Date: Mon, 18 Dec 2000 10:30:17 +0200 (IST)	[thread overview]
Message-ID: <Pine.LNX.4.20_heb2.08.0012181025210.19337-100000@zigzag.cs.huji.ac.il> (raw)

Jacques,
  I'd love to see this added to the distribution, even if only 
as an optional compile time flag. Allowing polymorphic recursion, and
mitigating the record naming problem are worthy goals, 

   Ohad.

> There are a few things that work well with this approach, polymorphic
> recursion being one. But it is not as general as it seems.
> A simple scheme is to assume that you can give explicitely a type to
> an identifier, use this type to resolve ambiguities, and check
> afterwards that this type is correct.
> With such a scheme,
>      let w : t = {x=1;y=2} in w.x
> will indeed be correctly handled.
> However, this breaks as soon as an annotation is lacking:
>      let w : t = {x=1;y=2} in
>      let v = w in
>      w.x
> Similarly, pairs won't work
>      let w : t * int = ({x=1;y=2}, 3) in (fst w).x
> Indeed, while w was given a special "assumed" type, propagating such
> assumed types through definitions and function calls is much more
> subtle.

Written problem – Pick up the mailing-list message on type annotations and record fields at the point where it stops, and carry it forward. The records have no connection to the message above.

Raw records –
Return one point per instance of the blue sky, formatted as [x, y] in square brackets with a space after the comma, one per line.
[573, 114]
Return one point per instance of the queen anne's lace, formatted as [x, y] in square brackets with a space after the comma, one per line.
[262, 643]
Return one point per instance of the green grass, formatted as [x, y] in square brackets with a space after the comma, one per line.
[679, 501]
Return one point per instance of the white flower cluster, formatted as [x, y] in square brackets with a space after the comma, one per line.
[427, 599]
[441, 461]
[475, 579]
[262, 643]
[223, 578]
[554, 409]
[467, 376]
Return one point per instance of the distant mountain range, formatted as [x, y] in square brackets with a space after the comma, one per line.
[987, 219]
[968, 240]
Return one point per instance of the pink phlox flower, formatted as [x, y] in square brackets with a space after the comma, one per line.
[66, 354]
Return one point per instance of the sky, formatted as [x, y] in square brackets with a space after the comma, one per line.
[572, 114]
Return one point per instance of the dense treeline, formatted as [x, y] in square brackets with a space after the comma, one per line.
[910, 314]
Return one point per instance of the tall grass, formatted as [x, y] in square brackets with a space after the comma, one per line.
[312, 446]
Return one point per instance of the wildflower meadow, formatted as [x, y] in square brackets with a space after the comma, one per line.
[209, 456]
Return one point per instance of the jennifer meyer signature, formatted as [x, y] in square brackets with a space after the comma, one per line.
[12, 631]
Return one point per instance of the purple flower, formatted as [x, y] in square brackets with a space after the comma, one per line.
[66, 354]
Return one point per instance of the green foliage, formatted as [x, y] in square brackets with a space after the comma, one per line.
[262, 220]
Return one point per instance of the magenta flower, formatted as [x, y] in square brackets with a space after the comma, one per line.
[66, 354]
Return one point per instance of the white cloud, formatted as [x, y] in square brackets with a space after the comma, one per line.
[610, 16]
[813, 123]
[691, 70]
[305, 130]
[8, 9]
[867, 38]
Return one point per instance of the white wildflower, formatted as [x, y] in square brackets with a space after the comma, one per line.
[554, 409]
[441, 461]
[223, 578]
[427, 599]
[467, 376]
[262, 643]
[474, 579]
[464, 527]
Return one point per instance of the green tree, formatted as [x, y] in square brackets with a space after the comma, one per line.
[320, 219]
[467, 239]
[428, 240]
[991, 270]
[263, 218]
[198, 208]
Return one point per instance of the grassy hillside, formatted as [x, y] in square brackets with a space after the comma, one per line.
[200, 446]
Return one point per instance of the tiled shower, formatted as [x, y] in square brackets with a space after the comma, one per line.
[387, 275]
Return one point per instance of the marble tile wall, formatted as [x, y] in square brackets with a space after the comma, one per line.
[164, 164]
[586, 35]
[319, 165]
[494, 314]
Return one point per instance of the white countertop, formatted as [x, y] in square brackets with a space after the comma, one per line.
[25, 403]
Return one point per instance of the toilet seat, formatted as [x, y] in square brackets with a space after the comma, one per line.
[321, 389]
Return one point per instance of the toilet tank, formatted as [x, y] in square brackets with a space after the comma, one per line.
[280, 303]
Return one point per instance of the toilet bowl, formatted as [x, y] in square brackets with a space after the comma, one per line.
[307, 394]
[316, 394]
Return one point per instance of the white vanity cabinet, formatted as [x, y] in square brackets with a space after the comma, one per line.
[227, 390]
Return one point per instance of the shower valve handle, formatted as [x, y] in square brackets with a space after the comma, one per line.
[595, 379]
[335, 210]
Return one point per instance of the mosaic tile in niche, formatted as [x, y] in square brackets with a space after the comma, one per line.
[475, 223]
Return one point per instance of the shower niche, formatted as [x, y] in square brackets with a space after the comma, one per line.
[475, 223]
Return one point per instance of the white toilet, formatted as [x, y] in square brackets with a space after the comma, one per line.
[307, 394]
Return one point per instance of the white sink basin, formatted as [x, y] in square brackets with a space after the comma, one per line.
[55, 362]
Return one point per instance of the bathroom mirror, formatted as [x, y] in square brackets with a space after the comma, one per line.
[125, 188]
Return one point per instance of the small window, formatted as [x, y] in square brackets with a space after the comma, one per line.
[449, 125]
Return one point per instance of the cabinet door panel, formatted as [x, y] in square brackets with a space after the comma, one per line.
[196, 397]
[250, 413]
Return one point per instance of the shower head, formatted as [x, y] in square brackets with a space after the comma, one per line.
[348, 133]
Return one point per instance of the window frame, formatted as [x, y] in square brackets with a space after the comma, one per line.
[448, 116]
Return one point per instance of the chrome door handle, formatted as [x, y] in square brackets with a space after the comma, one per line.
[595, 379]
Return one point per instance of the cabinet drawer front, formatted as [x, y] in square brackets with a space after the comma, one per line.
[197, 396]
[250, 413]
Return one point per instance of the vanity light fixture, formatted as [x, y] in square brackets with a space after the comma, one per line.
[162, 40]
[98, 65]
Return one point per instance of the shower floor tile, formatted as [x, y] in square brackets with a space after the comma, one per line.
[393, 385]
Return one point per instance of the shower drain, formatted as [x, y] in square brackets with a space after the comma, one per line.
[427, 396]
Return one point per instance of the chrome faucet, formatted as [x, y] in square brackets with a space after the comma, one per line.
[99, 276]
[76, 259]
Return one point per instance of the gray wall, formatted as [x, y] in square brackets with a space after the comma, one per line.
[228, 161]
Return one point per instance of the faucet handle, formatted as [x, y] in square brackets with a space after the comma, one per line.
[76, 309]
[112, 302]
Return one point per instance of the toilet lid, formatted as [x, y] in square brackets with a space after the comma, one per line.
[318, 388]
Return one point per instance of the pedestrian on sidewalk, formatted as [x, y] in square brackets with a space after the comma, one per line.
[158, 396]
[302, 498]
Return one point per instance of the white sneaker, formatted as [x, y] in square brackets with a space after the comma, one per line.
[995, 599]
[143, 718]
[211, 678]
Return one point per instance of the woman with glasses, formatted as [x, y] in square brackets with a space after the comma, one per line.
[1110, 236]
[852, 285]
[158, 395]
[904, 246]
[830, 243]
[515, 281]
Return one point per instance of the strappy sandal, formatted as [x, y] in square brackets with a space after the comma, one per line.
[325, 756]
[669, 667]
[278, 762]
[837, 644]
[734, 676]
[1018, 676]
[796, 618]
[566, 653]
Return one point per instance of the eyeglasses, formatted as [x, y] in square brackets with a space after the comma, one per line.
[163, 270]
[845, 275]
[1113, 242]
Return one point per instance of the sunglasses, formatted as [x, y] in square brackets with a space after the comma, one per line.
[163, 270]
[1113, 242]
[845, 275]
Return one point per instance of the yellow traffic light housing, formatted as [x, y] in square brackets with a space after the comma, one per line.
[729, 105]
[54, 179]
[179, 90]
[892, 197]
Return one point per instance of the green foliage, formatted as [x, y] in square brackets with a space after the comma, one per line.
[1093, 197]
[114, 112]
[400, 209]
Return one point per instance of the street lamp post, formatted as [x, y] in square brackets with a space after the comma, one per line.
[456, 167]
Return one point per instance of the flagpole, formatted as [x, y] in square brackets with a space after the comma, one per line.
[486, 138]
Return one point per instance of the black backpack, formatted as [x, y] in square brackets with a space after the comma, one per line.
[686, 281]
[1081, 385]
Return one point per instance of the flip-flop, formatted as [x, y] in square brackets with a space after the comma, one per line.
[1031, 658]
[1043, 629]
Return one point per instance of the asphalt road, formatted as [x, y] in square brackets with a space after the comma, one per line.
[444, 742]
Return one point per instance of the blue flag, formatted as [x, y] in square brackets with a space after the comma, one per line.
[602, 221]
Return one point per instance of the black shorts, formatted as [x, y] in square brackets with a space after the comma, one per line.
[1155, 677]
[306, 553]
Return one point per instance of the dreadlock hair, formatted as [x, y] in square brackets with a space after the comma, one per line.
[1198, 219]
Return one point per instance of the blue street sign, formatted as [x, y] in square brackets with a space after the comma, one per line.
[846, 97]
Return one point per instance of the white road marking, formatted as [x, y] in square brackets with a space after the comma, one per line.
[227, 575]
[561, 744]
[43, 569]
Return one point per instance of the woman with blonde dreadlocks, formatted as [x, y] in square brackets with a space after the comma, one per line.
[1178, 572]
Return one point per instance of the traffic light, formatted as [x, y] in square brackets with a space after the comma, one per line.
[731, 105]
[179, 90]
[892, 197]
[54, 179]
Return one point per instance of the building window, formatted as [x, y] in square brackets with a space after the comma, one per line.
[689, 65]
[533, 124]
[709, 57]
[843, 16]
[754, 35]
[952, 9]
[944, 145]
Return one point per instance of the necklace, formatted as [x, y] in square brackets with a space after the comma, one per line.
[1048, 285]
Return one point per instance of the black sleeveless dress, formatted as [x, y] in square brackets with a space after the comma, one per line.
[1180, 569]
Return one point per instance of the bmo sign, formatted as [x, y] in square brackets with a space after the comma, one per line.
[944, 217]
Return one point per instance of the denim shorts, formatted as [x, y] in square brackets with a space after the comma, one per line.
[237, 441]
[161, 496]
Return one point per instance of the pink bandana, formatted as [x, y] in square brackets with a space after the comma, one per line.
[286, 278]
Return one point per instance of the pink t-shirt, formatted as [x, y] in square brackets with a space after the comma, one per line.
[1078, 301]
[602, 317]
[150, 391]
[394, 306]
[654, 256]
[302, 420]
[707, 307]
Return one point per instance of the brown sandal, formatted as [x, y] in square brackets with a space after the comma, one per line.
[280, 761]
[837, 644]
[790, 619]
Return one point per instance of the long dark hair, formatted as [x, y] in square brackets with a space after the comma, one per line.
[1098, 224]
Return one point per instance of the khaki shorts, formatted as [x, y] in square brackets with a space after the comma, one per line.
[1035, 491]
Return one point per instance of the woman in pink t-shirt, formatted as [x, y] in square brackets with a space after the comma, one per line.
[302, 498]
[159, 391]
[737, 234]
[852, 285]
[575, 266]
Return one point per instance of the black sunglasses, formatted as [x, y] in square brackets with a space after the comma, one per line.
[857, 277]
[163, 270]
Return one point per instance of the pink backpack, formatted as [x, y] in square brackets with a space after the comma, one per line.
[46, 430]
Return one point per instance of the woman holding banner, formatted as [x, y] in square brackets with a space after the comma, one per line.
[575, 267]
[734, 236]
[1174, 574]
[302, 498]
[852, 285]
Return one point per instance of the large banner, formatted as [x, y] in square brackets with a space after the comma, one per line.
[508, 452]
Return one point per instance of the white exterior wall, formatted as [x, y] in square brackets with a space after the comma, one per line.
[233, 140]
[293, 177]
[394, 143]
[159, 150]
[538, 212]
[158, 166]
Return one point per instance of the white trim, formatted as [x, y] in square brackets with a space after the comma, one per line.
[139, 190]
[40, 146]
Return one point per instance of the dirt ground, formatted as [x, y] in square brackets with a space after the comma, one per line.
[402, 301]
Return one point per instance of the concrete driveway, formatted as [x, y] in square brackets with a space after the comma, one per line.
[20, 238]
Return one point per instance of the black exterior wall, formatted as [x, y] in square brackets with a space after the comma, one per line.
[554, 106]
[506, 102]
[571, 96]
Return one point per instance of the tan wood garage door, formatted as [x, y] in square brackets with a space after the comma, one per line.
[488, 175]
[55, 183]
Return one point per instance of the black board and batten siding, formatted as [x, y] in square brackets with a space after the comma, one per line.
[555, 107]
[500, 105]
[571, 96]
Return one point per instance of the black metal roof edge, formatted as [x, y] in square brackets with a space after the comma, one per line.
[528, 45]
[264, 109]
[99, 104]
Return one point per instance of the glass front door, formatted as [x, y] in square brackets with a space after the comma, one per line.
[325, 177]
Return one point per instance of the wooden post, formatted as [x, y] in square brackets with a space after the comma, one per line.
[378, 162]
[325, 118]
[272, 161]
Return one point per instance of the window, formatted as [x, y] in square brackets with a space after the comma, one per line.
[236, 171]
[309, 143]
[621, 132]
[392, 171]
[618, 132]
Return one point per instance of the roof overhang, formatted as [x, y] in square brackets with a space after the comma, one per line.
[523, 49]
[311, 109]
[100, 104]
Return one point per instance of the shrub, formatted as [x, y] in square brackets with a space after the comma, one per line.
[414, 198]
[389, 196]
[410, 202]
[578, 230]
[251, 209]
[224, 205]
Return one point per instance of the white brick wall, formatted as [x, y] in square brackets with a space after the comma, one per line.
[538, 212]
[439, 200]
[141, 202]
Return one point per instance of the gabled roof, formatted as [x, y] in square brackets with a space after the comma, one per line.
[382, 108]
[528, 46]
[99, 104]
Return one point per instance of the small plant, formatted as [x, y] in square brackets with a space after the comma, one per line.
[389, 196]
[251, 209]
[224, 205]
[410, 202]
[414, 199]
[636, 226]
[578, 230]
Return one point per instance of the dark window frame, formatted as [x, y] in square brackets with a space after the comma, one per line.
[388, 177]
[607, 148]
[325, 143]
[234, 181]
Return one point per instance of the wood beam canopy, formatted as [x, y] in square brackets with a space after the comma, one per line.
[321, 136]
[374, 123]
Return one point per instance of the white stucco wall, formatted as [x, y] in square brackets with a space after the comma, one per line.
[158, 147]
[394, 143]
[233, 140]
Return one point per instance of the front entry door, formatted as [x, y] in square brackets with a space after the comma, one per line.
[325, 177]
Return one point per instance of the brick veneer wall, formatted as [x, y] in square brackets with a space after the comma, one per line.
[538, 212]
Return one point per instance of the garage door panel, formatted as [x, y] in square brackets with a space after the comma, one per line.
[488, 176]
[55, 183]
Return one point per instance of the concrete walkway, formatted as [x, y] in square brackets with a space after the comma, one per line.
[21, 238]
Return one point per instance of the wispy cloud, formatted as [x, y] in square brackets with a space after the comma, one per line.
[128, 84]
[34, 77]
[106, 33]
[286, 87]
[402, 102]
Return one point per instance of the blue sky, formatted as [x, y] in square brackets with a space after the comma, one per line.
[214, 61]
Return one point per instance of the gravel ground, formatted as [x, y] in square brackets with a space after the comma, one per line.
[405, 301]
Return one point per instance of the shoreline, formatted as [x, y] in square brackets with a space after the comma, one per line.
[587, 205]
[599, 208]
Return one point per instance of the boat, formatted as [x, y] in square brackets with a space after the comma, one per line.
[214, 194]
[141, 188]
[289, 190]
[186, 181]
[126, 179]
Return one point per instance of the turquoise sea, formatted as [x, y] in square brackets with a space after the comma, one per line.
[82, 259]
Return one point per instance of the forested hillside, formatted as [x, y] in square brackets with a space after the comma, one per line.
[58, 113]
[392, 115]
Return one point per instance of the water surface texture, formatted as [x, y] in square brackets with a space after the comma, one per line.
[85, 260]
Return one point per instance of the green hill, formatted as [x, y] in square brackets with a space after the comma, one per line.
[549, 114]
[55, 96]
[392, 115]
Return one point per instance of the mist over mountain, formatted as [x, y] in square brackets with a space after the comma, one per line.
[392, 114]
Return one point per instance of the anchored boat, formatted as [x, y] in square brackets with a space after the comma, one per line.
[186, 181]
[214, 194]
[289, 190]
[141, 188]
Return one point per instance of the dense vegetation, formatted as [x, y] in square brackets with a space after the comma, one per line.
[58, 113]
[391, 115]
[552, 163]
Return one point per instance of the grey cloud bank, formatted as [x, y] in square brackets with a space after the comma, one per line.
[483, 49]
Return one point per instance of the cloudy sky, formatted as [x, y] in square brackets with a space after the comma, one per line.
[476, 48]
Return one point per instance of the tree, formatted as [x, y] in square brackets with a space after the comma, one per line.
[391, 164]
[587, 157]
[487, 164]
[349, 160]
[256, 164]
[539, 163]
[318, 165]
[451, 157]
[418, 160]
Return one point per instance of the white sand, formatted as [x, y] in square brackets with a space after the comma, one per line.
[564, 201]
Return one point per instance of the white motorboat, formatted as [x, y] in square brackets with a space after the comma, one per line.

Written response –
> In a paper by Didier Remy and myself [1], we designed a system that
> could do a fair amount of "assumed" type propagation. This was
> intended for providing first class polymorphism and polymorphic
> methods, and was implemented in Objective Label. This could also be
> used for typing records, while some might see it as an overkill.
> But this is much more complex than what you are calling PRIOR.
> And this is not principal in the strict meaning (due to a mischevious
> side-effect of the value only prolymorphism rule).
> 
> I am currently working on reintegrating this feature in ocaml. However
> it is not yet clear whether it can be made cheap enough to make it
> into the main stream version (type inference becomes slower).
> And then some might discuss the fact it would require people to learn
> yet another set of rules about how assumed types are propagated.
> 
> Cheers,
> 
> Jacques
> 
> [1] Extending ML with semi-explicit higher order polymorphism,
>     Information and Computation 155, december 1999, pages 134-171.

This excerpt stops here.